[Location identification entries]
::::

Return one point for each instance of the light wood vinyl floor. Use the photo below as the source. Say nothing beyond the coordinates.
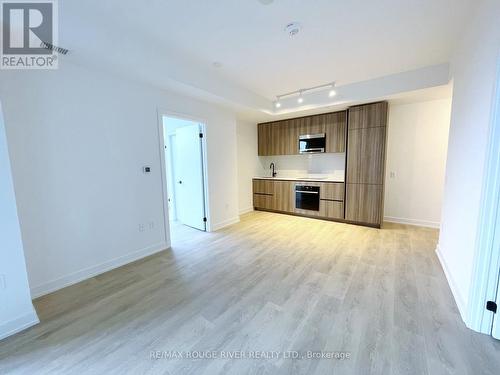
(270, 283)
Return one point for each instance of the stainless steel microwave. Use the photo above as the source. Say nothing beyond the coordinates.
(312, 143)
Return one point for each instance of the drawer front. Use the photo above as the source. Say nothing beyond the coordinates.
(263, 201)
(331, 209)
(263, 187)
(332, 191)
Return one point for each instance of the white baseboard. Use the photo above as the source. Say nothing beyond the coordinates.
(225, 223)
(19, 324)
(89, 272)
(246, 210)
(462, 307)
(420, 223)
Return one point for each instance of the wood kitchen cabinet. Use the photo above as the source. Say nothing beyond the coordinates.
(264, 136)
(366, 149)
(335, 129)
(364, 203)
(282, 137)
(284, 196)
(279, 196)
(366, 156)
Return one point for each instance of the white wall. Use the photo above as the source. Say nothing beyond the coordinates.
(16, 310)
(417, 143)
(78, 140)
(474, 69)
(248, 163)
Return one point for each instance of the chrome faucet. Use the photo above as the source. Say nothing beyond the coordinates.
(272, 167)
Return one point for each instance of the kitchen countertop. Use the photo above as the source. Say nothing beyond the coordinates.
(312, 179)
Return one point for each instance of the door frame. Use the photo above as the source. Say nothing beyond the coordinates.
(161, 112)
(485, 275)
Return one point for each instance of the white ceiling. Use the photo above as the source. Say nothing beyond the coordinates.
(173, 43)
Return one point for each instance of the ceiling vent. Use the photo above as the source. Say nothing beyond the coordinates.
(292, 29)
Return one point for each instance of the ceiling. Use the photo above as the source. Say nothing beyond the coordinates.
(174, 43)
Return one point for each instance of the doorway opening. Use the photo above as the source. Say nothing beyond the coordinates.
(185, 175)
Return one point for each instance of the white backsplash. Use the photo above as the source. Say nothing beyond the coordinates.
(313, 165)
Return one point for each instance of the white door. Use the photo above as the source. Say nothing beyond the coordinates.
(190, 199)
(495, 331)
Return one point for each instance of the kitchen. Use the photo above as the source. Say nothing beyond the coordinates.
(344, 153)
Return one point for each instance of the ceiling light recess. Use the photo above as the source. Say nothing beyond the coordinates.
(300, 99)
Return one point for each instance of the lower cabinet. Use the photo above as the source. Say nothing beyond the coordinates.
(263, 201)
(279, 196)
(331, 209)
(284, 196)
(364, 203)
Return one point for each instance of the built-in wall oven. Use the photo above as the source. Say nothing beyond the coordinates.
(307, 197)
(312, 143)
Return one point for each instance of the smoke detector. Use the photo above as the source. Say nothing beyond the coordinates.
(292, 29)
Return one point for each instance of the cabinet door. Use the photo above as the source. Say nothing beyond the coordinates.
(263, 186)
(331, 209)
(364, 203)
(263, 201)
(366, 155)
(332, 191)
(335, 129)
(303, 125)
(283, 196)
(264, 139)
(293, 136)
(317, 124)
(368, 116)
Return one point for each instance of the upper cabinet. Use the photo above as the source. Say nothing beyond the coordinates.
(282, 137)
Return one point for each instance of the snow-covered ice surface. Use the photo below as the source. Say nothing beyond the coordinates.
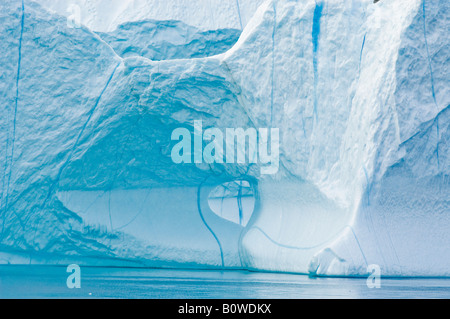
(359, 91)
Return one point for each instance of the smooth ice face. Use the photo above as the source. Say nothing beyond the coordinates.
(358, 91)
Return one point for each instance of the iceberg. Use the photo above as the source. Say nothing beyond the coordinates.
(359, 92)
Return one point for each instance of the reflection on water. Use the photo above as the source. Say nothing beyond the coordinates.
(50, 282)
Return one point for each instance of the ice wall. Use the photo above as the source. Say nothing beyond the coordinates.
(358, 90)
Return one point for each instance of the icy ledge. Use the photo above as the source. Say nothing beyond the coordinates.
(359, 92)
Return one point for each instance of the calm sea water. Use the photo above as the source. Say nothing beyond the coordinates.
(50, 282)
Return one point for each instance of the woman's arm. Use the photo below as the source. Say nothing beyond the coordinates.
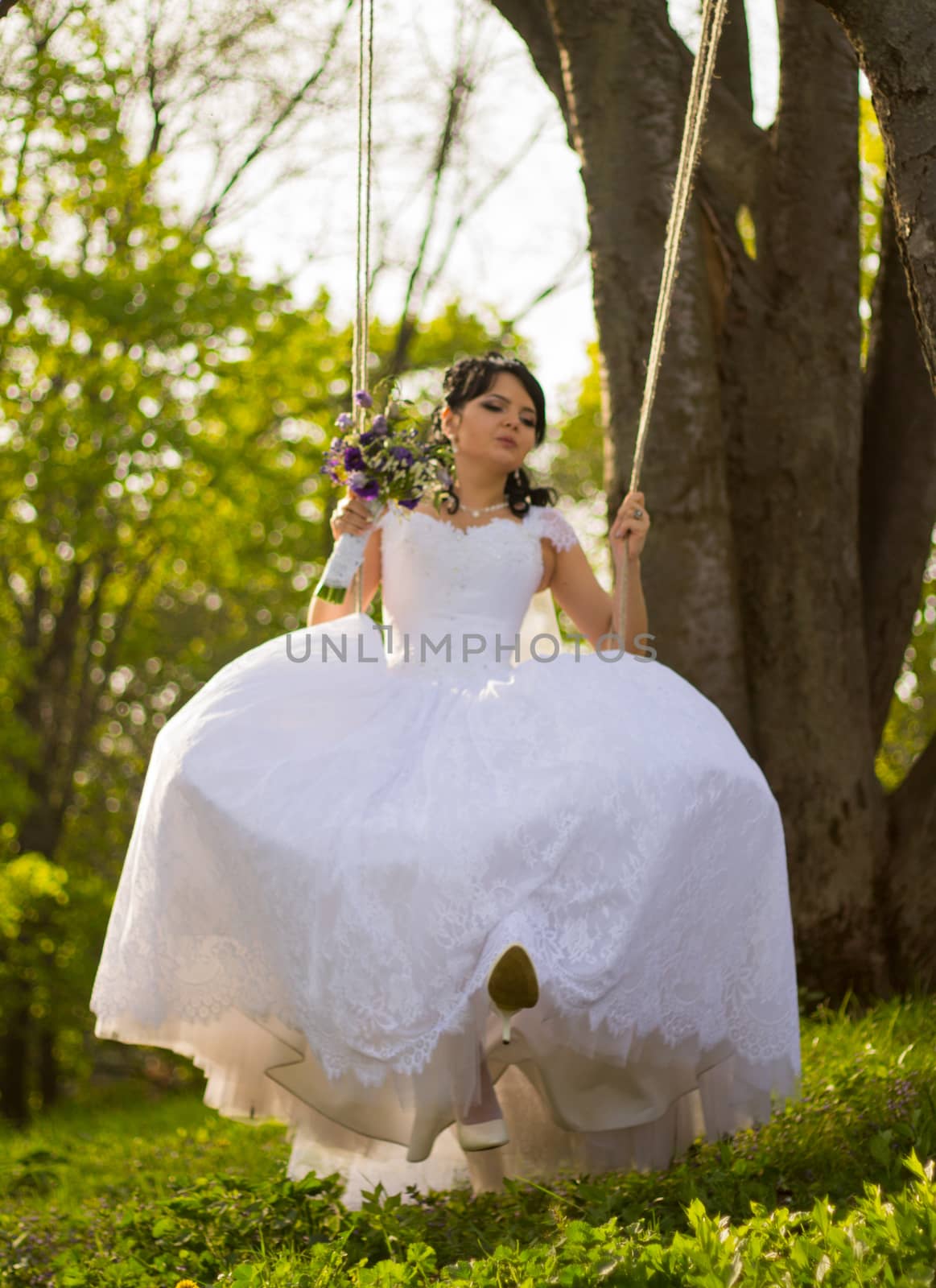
(577, 589)
(594, 611)
(324, 611)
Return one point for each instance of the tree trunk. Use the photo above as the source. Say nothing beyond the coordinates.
(794, 493)
(618, 64)
(894, 40)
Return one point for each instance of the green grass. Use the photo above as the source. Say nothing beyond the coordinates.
(139, 1189)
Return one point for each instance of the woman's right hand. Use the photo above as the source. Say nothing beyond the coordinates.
(350, 515)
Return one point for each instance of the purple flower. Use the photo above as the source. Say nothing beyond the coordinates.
(362, 486)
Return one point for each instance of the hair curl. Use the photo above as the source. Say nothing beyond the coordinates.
(472, 378)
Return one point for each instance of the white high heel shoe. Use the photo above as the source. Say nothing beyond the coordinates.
(513, 985)
(491, 1133)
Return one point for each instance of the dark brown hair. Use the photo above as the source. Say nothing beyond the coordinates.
(470, 378)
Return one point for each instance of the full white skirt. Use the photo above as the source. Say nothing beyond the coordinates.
(328, 856)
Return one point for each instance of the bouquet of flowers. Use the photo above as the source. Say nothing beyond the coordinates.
(382, 457)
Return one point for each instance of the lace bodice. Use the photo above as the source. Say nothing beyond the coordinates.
(459, 598)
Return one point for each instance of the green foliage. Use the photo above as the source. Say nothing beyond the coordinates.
(836, 1189)
(51, 927)
(163, 422)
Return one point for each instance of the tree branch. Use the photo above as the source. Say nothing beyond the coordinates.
(206, 219)
(530, 21)
(897, 55)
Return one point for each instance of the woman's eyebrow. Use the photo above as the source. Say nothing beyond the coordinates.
(504, 398)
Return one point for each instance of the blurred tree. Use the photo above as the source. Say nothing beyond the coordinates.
(163, 422)
(794, 486)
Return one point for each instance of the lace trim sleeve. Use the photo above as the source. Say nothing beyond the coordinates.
(556, 528)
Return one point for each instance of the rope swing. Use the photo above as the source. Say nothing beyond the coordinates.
(362, 319)
(703, 68)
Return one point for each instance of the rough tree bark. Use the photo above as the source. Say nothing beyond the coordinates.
(770, 586)
(894, 40)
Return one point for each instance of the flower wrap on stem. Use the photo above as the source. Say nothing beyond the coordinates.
(344, 560)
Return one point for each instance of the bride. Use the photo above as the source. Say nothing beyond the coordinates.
(451, 902)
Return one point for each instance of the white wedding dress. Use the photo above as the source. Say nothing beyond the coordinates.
(330, 854)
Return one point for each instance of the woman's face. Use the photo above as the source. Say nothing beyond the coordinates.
(497, 428)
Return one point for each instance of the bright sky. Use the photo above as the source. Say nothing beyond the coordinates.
(522, 237)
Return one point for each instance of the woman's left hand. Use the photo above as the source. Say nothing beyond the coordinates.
(627, 526)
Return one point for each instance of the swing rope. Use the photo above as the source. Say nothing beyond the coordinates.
(362, 320)
(697, 107)
(703, 68)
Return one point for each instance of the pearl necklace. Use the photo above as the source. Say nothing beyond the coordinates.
(484, 509)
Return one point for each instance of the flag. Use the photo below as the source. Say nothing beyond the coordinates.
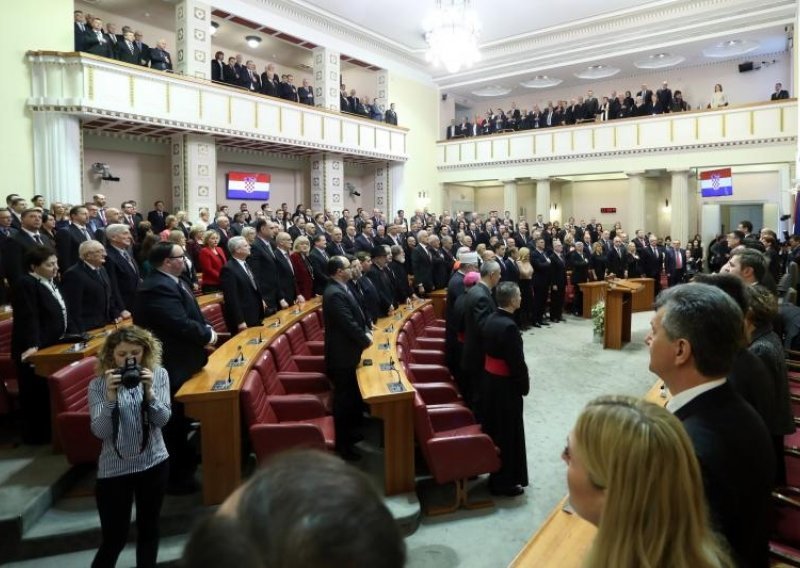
(716, 183)
(244, 185)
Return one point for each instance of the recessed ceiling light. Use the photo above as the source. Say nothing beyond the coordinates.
(659, 61)
(597, 72)
(492, 91)
(541, 82)
(731, 48)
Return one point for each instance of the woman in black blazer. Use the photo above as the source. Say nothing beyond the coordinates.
(40, 320)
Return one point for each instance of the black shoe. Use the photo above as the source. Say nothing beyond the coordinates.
(513, 491)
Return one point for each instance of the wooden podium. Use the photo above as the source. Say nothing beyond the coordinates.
(619, 306)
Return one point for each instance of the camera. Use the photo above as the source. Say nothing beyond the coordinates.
(131, 373)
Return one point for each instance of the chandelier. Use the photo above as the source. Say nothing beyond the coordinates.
(452, 35)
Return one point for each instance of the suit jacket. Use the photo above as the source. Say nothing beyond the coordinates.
(243, 302)
(345, 328)
(160, 59)
(306, 95)
(124, 276)
(737, 463)
(90, 298)
(68, 240)
(172, 314)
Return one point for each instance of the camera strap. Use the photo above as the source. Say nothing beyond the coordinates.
(145, 421)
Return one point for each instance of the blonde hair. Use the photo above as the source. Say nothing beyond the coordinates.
(151, 348)
(654, 513)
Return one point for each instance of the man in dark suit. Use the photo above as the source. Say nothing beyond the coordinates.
(318, 257)
(675, 263)
(306, 93)
(89, 293)
(422, 265)
(120, 266)
(653, 262)
(95, 40)
(70, 237)
(346, 336)
(696, 332)
(168, 309)
(157, 217)
(780, 93)
(159, 57)
(287, 288)
(617, 258)
(243, 306)
(218, 67)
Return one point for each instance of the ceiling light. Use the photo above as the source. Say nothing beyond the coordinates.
(492, 91)
(452, 33)
(731, 48)
(659, 61)
(541, 82)
(597, 72)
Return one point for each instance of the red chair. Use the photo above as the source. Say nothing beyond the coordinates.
(70, 401)
(214, 316)
(282, 423)
(287, 360)
(784, 546)
(289, 383)
(301, 345)
(9, 388)
(454, 448)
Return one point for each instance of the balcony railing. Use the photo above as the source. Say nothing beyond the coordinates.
(760, 123)
(90, 86)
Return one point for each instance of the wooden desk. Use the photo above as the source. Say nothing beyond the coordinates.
(643, 300)
(564, 538)
(218, 411)
(439, 300)
(396, 409)
(593, 292)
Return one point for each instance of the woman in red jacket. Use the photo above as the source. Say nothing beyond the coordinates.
(211, 259)
(303, 271)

::::

[WORK REQUIRED] From the line holding "Return one point for each instance of the balcony" down to the final line above, quote every line exactly and only those lines.

[FULL OUTPUT]
Return one point for each instance of the balcony railing. Use the photo above as the source. Say nothing beyond the coordinates.
(760, 123)
(90, 86)
Return one point for each instance of the wooden desk. Use the photo above as the source. Say nothing beyond the coordinates.
(643, 300)
(564, 538)
(218, 411)
(439, 300)
(396, 409)
(593, 292)
Return one point for each instance of the woman in red jacket. Use the photo above as the source. Say nothing beyond the coordinates.
(211, 259)
(303, 271)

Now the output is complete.